Lines of data:
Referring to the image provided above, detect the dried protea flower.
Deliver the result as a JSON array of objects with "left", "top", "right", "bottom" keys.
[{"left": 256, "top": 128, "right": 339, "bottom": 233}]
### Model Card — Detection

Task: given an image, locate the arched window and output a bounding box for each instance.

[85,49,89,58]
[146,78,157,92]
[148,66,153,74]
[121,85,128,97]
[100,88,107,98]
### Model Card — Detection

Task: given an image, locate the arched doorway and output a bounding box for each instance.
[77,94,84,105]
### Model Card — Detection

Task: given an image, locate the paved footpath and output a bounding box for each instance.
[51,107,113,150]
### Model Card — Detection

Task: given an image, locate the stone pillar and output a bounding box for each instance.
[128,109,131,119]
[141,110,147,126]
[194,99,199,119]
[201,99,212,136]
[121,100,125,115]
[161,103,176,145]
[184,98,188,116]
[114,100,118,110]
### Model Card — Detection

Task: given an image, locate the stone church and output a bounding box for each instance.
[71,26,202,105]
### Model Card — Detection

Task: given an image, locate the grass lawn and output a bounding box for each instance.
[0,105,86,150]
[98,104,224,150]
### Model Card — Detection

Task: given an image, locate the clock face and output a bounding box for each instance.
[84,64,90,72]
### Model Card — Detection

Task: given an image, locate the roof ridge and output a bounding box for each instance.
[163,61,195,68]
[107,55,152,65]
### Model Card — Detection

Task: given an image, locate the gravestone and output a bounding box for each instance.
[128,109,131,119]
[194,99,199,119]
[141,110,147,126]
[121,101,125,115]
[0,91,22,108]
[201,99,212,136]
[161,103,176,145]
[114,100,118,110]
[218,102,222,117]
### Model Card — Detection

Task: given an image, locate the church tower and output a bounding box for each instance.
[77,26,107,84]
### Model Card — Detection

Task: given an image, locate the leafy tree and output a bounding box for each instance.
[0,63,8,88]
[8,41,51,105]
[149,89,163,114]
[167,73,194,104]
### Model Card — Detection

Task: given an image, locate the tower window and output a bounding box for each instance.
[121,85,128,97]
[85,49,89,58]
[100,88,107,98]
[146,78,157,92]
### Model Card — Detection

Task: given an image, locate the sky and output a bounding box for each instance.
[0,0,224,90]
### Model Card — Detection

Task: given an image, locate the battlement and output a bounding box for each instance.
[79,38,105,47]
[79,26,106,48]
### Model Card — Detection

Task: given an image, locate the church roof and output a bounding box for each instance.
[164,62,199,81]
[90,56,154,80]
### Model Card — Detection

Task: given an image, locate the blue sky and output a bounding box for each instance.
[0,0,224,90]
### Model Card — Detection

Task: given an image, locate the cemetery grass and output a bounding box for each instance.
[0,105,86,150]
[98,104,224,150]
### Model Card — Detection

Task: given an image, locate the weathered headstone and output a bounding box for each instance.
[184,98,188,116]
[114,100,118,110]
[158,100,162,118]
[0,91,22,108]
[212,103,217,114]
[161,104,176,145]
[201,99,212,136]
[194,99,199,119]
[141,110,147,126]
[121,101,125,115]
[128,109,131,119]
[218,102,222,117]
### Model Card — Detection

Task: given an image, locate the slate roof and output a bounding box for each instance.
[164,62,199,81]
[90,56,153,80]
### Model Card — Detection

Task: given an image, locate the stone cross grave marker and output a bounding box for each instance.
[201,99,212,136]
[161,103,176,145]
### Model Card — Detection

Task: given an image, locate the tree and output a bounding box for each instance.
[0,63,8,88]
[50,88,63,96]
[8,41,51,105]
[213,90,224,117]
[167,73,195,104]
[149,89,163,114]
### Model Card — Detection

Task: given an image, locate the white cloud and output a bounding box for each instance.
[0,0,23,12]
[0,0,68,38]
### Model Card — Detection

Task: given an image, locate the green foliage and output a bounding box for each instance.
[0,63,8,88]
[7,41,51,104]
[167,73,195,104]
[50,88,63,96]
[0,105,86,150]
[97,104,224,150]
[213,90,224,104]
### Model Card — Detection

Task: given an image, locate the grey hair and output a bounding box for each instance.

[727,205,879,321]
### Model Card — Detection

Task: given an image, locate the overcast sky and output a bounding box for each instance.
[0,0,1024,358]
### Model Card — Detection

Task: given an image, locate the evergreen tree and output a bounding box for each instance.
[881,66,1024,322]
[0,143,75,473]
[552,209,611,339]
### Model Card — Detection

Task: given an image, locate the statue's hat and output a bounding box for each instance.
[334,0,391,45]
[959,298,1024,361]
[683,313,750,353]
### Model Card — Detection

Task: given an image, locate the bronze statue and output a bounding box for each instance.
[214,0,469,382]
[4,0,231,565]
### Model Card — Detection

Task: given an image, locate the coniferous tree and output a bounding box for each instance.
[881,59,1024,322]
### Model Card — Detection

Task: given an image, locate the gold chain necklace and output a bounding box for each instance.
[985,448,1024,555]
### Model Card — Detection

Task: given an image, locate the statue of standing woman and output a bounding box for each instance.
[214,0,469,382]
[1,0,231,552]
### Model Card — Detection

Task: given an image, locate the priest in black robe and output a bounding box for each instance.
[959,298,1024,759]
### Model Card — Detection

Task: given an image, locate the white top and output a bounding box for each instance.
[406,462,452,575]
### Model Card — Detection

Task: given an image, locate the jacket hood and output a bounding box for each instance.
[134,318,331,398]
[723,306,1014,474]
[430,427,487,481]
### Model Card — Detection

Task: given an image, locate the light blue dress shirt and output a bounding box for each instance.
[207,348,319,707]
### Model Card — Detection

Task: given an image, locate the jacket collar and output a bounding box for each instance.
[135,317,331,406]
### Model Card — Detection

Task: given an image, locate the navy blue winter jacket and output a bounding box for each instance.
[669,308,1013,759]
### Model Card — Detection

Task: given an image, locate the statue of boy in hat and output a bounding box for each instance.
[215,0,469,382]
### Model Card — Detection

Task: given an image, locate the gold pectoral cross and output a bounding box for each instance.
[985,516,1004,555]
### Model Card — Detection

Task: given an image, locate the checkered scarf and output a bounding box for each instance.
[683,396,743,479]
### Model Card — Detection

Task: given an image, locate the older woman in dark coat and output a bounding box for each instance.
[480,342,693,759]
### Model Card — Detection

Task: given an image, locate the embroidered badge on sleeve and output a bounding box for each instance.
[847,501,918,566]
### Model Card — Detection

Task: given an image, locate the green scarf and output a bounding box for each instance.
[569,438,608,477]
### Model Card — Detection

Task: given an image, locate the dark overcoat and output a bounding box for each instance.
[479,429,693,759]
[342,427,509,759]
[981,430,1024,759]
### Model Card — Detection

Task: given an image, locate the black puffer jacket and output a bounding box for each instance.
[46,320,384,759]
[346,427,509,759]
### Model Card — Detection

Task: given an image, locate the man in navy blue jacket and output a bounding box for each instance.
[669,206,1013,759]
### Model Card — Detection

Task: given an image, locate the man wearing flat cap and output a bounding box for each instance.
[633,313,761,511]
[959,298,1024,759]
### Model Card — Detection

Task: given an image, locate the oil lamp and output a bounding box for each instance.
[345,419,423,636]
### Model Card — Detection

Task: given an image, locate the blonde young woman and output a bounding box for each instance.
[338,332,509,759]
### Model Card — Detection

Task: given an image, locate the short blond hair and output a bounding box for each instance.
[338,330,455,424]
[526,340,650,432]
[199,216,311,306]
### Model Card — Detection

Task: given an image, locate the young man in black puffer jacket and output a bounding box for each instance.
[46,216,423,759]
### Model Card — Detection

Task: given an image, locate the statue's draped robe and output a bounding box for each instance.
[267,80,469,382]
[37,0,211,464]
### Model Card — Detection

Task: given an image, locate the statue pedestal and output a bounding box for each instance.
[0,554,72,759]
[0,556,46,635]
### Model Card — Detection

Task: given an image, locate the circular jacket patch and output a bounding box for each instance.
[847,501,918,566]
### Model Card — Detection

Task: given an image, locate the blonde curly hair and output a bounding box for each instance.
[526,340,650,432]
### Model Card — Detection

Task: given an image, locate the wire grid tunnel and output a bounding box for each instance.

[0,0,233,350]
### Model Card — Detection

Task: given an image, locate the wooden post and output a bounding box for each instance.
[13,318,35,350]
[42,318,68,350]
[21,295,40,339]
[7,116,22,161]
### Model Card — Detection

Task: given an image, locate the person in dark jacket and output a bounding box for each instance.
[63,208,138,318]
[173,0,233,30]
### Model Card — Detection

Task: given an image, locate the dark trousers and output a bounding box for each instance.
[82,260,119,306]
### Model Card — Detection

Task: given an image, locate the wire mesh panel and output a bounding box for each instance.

PROBLEM DESCRIPTION:
Count the lines of the data above that contain the string "navy", treating uppercase and lowercase as different. Reply with the number only.

CORRECT ANSWER:
2